— BEGIN —

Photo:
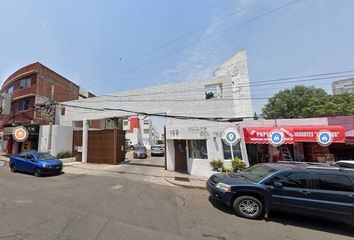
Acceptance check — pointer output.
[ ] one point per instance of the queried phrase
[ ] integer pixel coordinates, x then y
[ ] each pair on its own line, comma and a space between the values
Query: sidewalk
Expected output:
131, 168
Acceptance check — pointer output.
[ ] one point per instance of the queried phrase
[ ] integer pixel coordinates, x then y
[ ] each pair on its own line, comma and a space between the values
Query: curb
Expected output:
183, 185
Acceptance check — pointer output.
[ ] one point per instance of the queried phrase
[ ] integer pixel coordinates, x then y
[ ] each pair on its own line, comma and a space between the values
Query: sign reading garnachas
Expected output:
294, 134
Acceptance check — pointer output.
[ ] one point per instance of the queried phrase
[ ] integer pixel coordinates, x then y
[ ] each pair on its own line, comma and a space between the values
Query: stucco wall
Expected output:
62, 139
170, 155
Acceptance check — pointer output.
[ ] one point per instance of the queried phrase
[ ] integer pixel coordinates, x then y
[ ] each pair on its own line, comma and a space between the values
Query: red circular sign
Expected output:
20, 134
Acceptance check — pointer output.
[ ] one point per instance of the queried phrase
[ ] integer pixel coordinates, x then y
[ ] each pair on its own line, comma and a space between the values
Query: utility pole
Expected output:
51, 116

— END —

> _Written instruction_: Repeat the listing in full and exactly. Do not include any images.

> _Solution to this exercise_:
Photo:
Acceptance check — pointer output.
[ ] one point per instance of the queried phrase
[ ] integer pixel coordinates, x then y
[ ] each pair on its own line, comma and a space between the values
Query: sidewalk
Expected output:
131, 168
Acceptance check — pointer output.
[ ] one point per instance of the queried phrase
[ ] integer pixel coordinates, x then y
[ ] each pair on its own line, comma and a space between the values
Query: curb
Expected output:
183, 185
Acceptance check — pointer output.
[ ] one point per instance of the queried phrase
[ ] integer pixel coordinates, x then y
[ ] each pair on its own line, comma and a space between the values
Query: sign reading garnachas
Expected output:
294, 134
Acceptance check — pointer output.
[ ] one point per instance of the queried phrase
[ ] integer pixel coordinates, x then y
[ ] each pair on its own line, comma and a space between the values
Query: stucco wall
Expected output:
62, 139
170, 155
Acceptance check — pointer output.
[ ] one point per instance of the queried phrase
[ ] integer pixel coordinates, x then y
[ ] each pair on its own line, comma and a space between the values
Query: red circular sign
Expected output:
20, 134
Acceptance check — pointer output.
[ ] one point per instance of the queried phrase
[ ] integer pixel coordinates, x then y
[ ] each pair on its own line, comma and a space between the values
Query: utility pole
Expected output:
51, 116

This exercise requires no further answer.